▶ **Extract**:

-=-=-

# Can anyone write Cthulhu Mythos material?



## Alzrius (Aug 5, 2008)

We all know about how, when TSR put out the original _Deities and Demigods_ book, they got in trouble with Chaosium for printing material about the Cthulhu (and Melnibonean) Mythos. Apparently - while the copyright of the actual Lovecraft stories is in doubt - only they were allowed to write Mythos material for RPGs.

However, recently Paizo has been printing Cthulhu-related material in _Pathfinder_ (and even sporadically in _Dungeon_ before that), apparently without any complaints from the Chaosium people. Hence, is it now alright for any third-party company to write material with, about, or otherwise having to do with (elements of) the Cthulhu Mythos?


----------



## Baron Opal (Aug 5, 2008)

The copyright date has long since expired on any of Lovecraft's work, I should think. You can make any kind of game about it if anyone can print a collection of his stories. 

And, if you want to throw down, all you have to do is take Chaosium up on any legal challenge they make. I would be surprised if they have the money to sue. You just have to make sure it is in a different system.


----------



## frankthedm (Aug 5, 2008)

Depends what you use and who you ask. Some folks will argue all of the HPL material is fair use. BUT that's only the HPL material. Individual authors that wrote on in the mythos may easily fall under their own rights and Chaosium can lay claim to anything they expounded on themselves.

Chambers  "yellow sign" stuff predates even HPL's works so it has a great chance of lying in public domain.


----------



## Alzrius (Aug 5, 2008)

Baron Opal said:


> The copyright date has long since expired on any of Lovecraft's work, I should think.




I'm no lawyer; my understanding of copyright comes from a class I recently finished having spent some time on it. In regards to the copyright status of Lovecraft's work, I point you to the Wikipedia section on that topic. It has a single paragraph regarding the Mythos in RPGS:



> Chaosium, publishers of the Call of Cthulhu role-playing game, have a trademark on several Lovecraftian phrases and creations, including "The Call of Cthulhu", for use in game products. Another RPG publisher, TSR, Inc., original publisher of Advanced Dungeons & Dragons, included in one of that game's earlier supplements, Deities & Demigods (originally published in 1980 and later renamed to "Legends & Lore"), a section on the Cthulhu Mythos; TSR, Inc. later agreed to remove this section from subsequent editions because of Chaosium's intellectual property interests in the work.


----------



## evilref (Aug 5, 2008)

Yes...and no.

Some Mythos material is in the public domain (almost everything by Lovecraft is in, albeit this has never seen a legal challenge to confirm this and there is some controversy over it relating to Derleth).

Some is assuredly in the public domain in some countries and less clear in others (different countries apply rights after death differently).

Some rights are held by Arkham House and Chaosium (the latter has a trademark on the phrase 'The Call of Cthulhu).

Some is copyright by individual authors or their trusts and/or publishers (Lovecraft wasn't the only person to write in the Mythos as he positively encouraged other writers to contribute to the general mythology of his works).


Cthulhu-related doesn't automatically mean they're in breach or not as even if they were inspired by a particular Mythos element that isn't in the public domain, they could still not be in breach depending on what was actually put in the book.

-=-=-

▶ **Actions to take**:
#1 Answer these from the Cthulhu Mythos thread:
(a) Which company has been printing Cthulhu-related material in _Pathfinder_?
(b) Whose "yellow sign" material predates even HPL's works?
(c) What phrase does evilref say Chaosium holds a trademark on?
#2 Write what comes next in the Cthulhu Mythos thread.
The rows after the Cthulhu Mythos thread are separate material.

-=-=-

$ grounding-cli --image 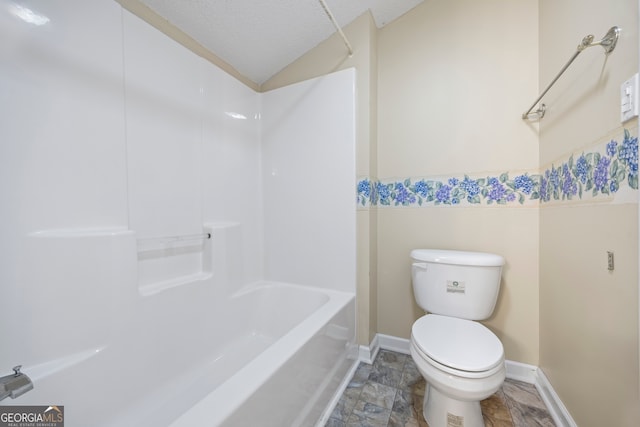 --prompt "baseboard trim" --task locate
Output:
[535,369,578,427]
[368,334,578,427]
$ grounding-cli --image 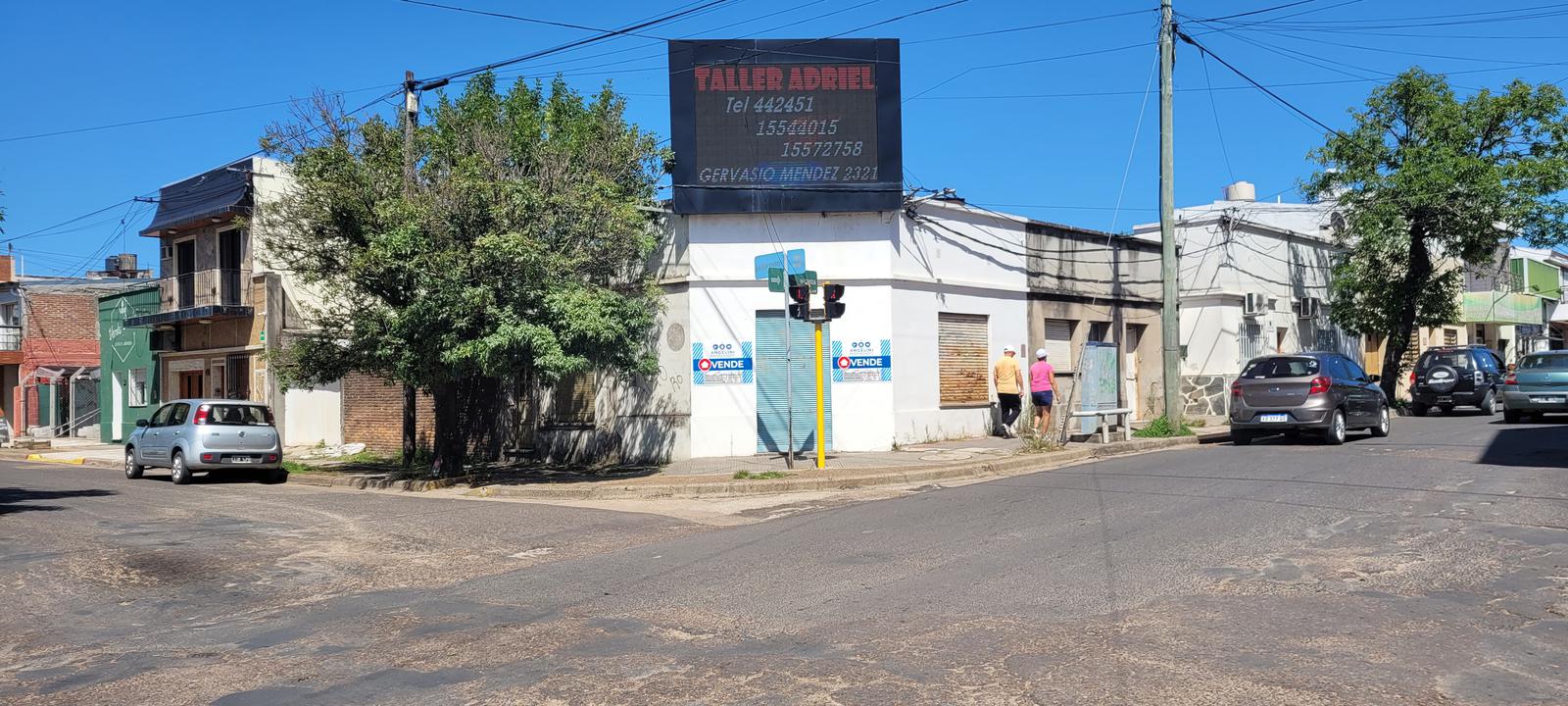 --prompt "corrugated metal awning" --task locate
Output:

-=-=-

▶ **Results in order**:
#1
(a) Paizo
(b) Chambers
(c) 'The Call of Cthulhu'

#2
Note, if you're asking out of anything more than curiosity then I'd strongly suggest contacting an IP lawyer (ideally one who specialises in literary rights). While the bulk of the mythos material's rights are relatively simple (certainly compared to something such as conan, which is both in, and not in, the public domain and has yet to be resolved in a court) there are some curve balls there which could trip someone up.


----------



## Brown Jenkin (Aug 5, 2008)

To expand further, the reason that many Lovecraft works (not other authers, look up each individually) are now being used more freely is that last year many of the disputed copyrights aged into public domain. There are still some in dispute depending on whether they were done under contract or not and whether they were registered or not since there is a different time frame on those. Even with these, anything before 1923 is public domain. Trademarks however do not expire and Chaosium does own a very limited number of these.


----------



## demiurge1138 (Aug 5, 2008)

Also, note that Cthulhu himself isn't one of the Mythos elements in Pathfinder. And Pathfinder's sure to put in little sidebars telling people to check out Chaosium products if they want more Mythos gaming goodness. I'm sure that goes a long way towards smoothing any ruffled feathers with Chaosium.


----------



## WayneLigon (Aug 5, 2008)

I think there are often different rights for different media, and much of Chaosium's rights devolve, if I remember correctly, from Arkham House. They're licensed to produce Cthulhu material for gaming, so they might have rights in the gaming arena for the use of certain beast, phrases, etc. Any *RPG game *material probably has to pass through them though I think if someone had the money to withstand a test case, they'd win based on how generic it's become.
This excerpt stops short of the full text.